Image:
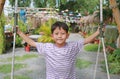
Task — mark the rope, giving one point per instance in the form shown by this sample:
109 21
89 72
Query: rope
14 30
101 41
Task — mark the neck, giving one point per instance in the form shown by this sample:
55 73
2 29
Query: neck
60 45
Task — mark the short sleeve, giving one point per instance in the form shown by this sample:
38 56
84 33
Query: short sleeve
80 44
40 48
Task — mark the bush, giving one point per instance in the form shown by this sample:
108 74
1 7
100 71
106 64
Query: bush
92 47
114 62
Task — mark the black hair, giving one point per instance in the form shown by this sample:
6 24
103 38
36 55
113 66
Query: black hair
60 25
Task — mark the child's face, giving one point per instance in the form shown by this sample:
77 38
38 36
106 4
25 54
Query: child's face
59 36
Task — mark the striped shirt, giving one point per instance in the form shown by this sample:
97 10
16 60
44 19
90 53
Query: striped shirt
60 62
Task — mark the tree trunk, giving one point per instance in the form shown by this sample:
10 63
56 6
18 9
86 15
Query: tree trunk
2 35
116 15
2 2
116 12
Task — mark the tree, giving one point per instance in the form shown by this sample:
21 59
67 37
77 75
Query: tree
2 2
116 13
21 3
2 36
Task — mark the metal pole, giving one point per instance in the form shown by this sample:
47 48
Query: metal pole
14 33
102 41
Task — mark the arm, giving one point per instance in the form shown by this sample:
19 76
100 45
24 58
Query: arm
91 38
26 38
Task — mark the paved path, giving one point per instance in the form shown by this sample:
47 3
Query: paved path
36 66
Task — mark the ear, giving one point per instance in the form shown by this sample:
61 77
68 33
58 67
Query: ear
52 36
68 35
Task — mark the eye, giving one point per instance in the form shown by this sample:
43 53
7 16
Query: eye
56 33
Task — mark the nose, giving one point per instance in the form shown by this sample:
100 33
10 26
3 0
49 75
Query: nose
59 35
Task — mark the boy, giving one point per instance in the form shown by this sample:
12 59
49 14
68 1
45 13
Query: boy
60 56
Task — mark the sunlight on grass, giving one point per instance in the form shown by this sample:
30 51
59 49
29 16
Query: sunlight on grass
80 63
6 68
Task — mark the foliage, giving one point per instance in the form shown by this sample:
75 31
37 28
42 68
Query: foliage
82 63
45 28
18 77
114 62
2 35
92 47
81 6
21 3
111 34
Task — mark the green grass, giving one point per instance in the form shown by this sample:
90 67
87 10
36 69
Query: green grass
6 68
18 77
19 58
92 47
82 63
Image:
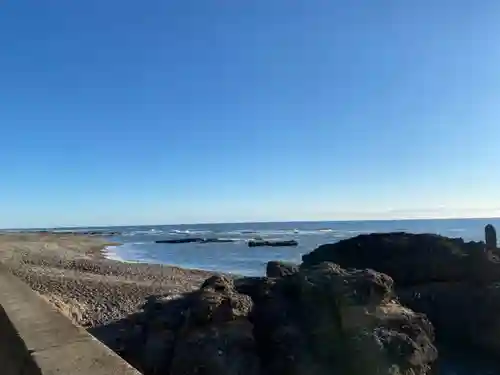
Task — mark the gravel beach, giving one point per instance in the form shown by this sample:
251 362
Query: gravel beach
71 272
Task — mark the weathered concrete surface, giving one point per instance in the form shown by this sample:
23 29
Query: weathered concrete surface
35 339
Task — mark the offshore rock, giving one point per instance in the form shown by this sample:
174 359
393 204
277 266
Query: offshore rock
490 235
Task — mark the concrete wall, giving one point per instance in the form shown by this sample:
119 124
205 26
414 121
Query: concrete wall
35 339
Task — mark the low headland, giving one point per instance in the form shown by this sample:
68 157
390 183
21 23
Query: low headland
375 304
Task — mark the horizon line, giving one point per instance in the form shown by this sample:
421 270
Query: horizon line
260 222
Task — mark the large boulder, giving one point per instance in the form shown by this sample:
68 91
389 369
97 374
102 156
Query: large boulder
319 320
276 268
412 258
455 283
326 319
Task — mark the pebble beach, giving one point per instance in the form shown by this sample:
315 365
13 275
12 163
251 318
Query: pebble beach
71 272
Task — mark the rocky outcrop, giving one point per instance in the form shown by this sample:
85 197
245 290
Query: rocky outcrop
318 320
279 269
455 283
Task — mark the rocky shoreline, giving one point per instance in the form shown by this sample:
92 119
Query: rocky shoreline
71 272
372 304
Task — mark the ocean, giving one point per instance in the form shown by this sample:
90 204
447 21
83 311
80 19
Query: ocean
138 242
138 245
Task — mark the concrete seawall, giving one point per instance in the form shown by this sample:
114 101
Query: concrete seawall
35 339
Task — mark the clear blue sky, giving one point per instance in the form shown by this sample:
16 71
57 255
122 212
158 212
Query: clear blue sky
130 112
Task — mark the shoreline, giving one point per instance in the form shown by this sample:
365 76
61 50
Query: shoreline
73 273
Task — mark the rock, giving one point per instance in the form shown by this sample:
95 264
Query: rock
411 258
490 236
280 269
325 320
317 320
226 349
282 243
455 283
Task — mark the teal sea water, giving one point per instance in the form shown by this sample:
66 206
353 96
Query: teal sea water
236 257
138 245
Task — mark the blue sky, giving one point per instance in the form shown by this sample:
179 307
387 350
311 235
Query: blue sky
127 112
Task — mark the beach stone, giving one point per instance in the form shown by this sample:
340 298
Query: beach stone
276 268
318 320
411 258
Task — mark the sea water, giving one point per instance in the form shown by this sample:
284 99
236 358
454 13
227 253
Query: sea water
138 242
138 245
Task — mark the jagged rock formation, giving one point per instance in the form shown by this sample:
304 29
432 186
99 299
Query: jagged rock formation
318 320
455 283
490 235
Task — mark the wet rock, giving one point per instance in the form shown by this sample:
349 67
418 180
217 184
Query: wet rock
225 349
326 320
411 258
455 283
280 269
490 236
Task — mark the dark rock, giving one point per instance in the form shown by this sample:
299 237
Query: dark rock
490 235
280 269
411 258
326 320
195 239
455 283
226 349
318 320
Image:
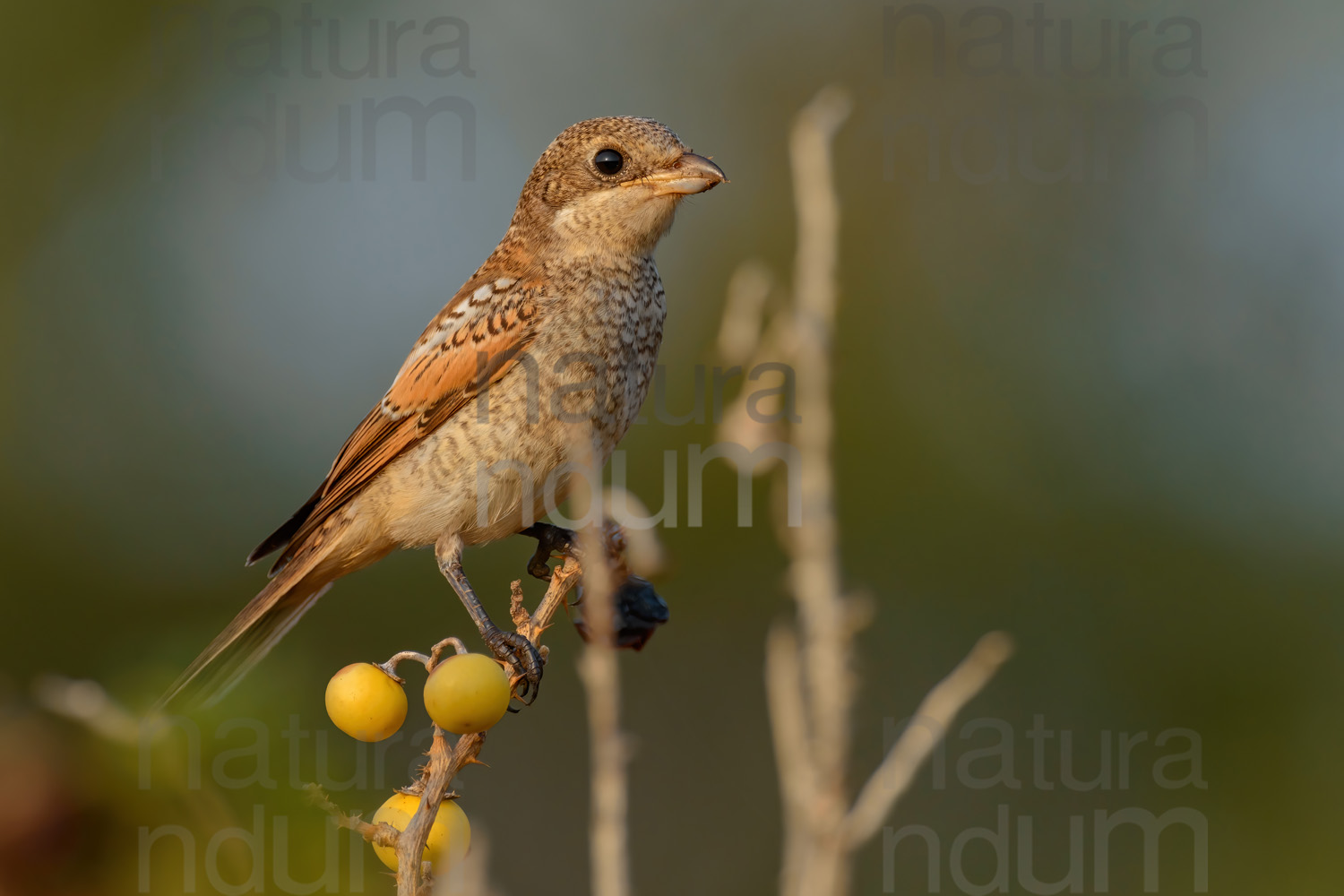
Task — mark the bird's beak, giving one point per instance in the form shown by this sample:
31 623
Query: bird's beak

**Task description:**
Write out the listing word for word, omitting the pictures it holds.

**Exercise output:**
Image:
Task — mark the rope, giving one point per instance in the form shown by this sample:
109 21
89 72
Query: rope
14 30
101 41
Task — mark the neck, giving one point per instance in the form shown by this sample:
55 73
2 29
Query: neck
60 45
Task — mark the short sleeve, giving one point per instance in the form shown by this sample:
38 56
84 33
Query: short sleeve
80 44
40 48
Task — mark the bush, giving one point per instance in the form shown by this sample:
108 74
1 7
100 71
106 64
Query: bush
92 47
114 62
Task — mark the black hair, giving one point per instance in the form shown by this sample:
6 24
103 38
36 55
113 66
Query: black hair
60 25
Task — mark the child's face, giving one point per instance in the form shown by this sample:
77 38
38 36
106 4
25 54
Query: child's face
59 36
Task — mark the striped shirt, giving one point per instance in the form shown by this sample:
97 10
16 60
44 19
90 53
Query: striped shirt
60 62
Task — mark the tree trunk, giving one point per instance in the form shown by this sample:
10 63
56 6
18 9
86 15
Query: tree trunk
2 35
116 15
2 2
116 12
Task — mark the tree, giving one point per instance in the form shown by this sample:
21 59
67 37
77 75
Query: tree
2 2
116 13
21 3
2 36
Task — mark the metal pole, giving one point per instance in the form shown by this sample:
47 48
Query: metal pole
14 33
102 41
Task — mark the arm, giving one point per instance in the form shown by this sample:
19 76
100 45
24 58
Query: arm
91 38
26 38
Task — mark the paved path, giving one point per instance in the form shown by this sample:
47 3
Query: paved path
36 66
Task — mark the ear, giving one point per instance in the form shown by this sample:
61 77
68 33
58 67
Query: ear
52 36
68 35
Task — mark the eye, giving one point per instance in the form shown by this sample:
43 53
7 16
Query: eye
56 33
Task — mark the nose, giving one point per instance in the form shown by this sample:
100 33
10 26
3 0
49 75
Query: nose
59 35
Task — mark the boy, giving one point per instance in the form shown by this sample:
12 59
49 14
68 1
45 13
Query: boy
60 56
Task — mark the sunlight on grass, giving one point per instance in the form shown by this sample:
30 51
59 49
29 16
Query: sunlight on grass
80 63
6 68
Task — mark the foliage, giving one point per instance in the form shown by this sample:
75 31
37 28
42 68
Query: foliage
82 63
45 28
18 77
114 62
2 35
92 47
81 6
21 3
111 34
Task — mark the green grass, giving one point per instance in the form shown by this sample:
90 67
87 10
36 69
Query: green grass
6 68
18 77
19 58
92 47
82 63
Image:
Task — mark the gravel beach, giving one point per instance in the form shown by this sample:
251 362
Query: gravel beach
71 272
Task — mark the weathered concrete surface, giving one point per instance in the form shown by this sample:
23 29
Query: weathered concrete surface
35 339
Task — mark the offshore rock, giving one point per instance in the form shown by this sample:
174 359
393 204
277 266
Query: offshore rock
490 235
Task — mark the concrete wall, giving one point per instance in the form shown by this sample:
119 124
205 26
414 121
Query: concrete wall
35 339
Task — mark the low headland, giving one point per instance in the form shown by this sample:
68 157
390 183
21 23
Query: low headland
375 304
Task — mark the horizon line, giving one point per instance in the form shown by this sample:
421 270
Query: horizon line
260 222
Task — mark the large boulder, giving one point per instance in the form shown by this sample:
68 91
389 369
97 374
102 156
Query: large boulder
319 320
276 268
412 258
455 283
326 319
Task — mark the pebble beach, giving one point per instance in the form shown by this sample:
315 365
13 275
12 163
251 318
Query: pebble beach
71 272
Task — mark the rocky outcrop, giving one point per instance in the form shown by this sample:
85 197
245 290
Query: rocky outcrop
318 320
279 269
455 283
Task — mark the rocky shoreline, giving one point per instance in the form shown by this sample:
92 119
Query: rocky shoreline
71 272
372 304
Task — mark the ocean, giving one point per instance in the form shown by this sample:
90 204
447 21
83 311
80 19
Query: ocean
138 242
138 245
Task — mark the concrete seawall, giving one point per instance in the form shown by this sample:
114 101
Query: concrete seawall
35 339
Task — mark the clear blue sky, giving one point per instance in the form shown by this sample:
16 71
57 255
122 212
158 212
Query: clear blue sky
130 112
Task — mark the shoreline, giving one point per instance in the form shown by this sample:
365 76
61 50
Query: shoreline
73 273
Task — mark the rock, giving one point per instance in the form shown by this sample:
95 264
Query: rock
411 258
490 236
280 269
325 320
317 320
226 349
282 243
455 283
Task — mark the teal sea water, giving one point per instance in the form shown by this sample:
66 206
353 96
Query: teal sea water
236 257
138 245
Task — mark the blue sky, giving one point per instance in the form shown by this sample:
179 307
387 350
311 235
Query: blue sky
127 112
Task — mark the beach stone, giving one point per instance in the form shown by this sample:
340 298
Query: beach stone
276 268
318 320
411 258
Task — mark the sea water, giving one point per instance in the form shown by this sample:
284 99
236 358
454 13
227 253
Query: sea water
138 242
138 245
Task — mark the jagged rock formation, giving one point per instance in the form shown by this sample:
304 29
432 186
99 299
Query: jagged rock formation
318 320
455 283
490 235
Task — mark the wet rock, giving one point per instance in the form shown by this sample:
349 67
418 180
217 184
Query: wet rock
225 349
326 320
411 258
455 283
280 269
490 236
Task — mark the dark rock, giving one point per instance in the form shown by this sample:
299 237
Query: dark rock
490 235
280 269
411 258
326 320
195 239
455 283
226 349
318 320
Image:
Task — mark the bird's beak, giving one point per instance in the form shown by this sample:
31 623
Query: bird's beak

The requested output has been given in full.